(Stored data entries)
━━━━━━

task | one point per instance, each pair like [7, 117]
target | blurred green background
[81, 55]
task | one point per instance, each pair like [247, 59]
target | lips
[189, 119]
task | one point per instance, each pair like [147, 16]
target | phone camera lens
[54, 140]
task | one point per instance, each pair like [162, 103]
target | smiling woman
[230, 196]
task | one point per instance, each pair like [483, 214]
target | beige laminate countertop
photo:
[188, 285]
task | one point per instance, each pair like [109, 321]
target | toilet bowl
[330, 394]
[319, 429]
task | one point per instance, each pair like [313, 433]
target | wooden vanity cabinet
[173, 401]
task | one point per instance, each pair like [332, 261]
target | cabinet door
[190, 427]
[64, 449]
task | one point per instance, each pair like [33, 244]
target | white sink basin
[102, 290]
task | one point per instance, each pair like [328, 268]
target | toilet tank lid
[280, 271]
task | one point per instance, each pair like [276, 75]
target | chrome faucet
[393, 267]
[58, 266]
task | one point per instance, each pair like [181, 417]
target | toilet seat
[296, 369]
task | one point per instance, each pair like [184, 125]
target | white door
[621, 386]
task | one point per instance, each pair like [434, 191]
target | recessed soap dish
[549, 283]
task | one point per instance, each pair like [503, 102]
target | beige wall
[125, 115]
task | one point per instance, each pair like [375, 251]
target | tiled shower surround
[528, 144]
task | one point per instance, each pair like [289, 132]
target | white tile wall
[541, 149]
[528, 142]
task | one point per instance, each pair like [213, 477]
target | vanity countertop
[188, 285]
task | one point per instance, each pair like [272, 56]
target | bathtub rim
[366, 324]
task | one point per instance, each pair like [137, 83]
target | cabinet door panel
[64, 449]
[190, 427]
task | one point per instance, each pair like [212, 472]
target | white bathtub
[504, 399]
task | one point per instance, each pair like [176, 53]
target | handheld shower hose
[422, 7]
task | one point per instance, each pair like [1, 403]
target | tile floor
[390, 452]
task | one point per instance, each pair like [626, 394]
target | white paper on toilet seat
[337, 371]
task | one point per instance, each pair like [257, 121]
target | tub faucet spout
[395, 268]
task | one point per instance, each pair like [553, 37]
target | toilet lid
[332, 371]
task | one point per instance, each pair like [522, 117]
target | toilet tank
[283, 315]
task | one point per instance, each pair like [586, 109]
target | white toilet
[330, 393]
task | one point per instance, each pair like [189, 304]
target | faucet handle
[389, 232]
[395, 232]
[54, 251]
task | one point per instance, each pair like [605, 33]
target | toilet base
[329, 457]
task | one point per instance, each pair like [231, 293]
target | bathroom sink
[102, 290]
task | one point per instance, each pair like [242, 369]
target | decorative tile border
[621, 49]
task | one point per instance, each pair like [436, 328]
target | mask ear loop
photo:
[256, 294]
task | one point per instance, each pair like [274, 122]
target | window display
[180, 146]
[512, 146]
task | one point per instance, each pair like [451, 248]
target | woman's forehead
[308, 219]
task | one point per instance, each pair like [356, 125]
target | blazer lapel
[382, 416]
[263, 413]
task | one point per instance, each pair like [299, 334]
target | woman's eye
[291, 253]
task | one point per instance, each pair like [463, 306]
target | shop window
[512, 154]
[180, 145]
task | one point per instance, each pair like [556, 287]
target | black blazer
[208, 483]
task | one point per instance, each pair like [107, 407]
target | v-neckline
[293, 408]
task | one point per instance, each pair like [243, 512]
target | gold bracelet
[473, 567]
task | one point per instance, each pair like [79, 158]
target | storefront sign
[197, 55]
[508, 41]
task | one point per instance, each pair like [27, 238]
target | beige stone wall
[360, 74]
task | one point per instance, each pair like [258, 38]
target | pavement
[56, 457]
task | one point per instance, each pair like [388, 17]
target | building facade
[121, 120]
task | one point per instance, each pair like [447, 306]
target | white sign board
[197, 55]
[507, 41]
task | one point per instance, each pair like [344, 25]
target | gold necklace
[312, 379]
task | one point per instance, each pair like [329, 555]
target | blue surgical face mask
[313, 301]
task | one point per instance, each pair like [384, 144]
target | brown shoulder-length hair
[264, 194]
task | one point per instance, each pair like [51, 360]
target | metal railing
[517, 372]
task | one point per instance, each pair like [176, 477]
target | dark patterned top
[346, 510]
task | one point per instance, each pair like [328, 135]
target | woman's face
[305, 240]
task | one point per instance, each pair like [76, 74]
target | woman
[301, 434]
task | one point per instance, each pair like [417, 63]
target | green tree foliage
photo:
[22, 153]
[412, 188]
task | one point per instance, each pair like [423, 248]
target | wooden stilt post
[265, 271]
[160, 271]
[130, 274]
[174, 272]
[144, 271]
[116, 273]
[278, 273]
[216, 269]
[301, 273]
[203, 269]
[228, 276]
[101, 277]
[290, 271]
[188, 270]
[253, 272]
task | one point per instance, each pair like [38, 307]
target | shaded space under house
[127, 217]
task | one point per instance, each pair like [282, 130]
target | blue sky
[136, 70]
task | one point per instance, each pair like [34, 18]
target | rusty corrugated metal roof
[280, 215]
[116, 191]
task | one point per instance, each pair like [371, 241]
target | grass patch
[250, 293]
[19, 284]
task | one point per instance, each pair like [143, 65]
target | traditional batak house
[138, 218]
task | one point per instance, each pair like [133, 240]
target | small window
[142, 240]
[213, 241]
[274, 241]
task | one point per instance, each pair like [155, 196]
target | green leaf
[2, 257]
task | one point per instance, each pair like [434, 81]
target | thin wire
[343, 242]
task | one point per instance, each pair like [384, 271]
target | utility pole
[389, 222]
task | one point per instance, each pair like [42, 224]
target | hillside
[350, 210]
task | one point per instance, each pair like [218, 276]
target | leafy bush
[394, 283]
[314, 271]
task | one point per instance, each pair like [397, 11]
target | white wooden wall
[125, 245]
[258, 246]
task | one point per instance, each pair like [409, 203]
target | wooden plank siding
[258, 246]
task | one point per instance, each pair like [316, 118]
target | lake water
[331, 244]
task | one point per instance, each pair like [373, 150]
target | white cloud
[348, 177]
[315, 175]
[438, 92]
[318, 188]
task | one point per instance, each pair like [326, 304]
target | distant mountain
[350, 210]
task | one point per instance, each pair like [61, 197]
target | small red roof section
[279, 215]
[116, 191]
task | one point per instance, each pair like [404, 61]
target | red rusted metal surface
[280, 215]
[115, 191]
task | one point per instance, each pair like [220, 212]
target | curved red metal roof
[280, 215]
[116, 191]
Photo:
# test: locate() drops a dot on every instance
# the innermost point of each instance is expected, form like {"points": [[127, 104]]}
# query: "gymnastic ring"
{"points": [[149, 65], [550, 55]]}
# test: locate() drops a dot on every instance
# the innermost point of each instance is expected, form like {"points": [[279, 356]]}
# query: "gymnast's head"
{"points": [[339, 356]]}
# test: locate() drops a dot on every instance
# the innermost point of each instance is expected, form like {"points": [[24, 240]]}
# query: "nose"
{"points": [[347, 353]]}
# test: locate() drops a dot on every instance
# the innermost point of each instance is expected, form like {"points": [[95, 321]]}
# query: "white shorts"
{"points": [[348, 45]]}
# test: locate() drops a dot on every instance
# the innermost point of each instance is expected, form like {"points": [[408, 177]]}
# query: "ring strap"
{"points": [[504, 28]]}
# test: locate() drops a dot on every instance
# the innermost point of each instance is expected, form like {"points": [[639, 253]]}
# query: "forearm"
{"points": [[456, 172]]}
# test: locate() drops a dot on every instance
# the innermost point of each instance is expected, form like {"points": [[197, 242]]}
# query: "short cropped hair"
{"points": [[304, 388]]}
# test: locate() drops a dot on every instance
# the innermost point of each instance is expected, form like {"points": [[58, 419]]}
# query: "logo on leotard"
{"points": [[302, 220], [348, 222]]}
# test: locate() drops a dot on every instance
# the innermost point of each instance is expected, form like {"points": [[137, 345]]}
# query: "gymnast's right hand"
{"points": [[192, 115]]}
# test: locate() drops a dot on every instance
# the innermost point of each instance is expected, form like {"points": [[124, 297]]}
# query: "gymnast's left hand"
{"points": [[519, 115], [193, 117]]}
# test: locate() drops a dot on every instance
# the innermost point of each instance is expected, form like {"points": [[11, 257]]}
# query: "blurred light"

━━━━━━

## To do
Identify how many lines in the entries above include the string "innermost", then state that number alone.

## Response to the task
11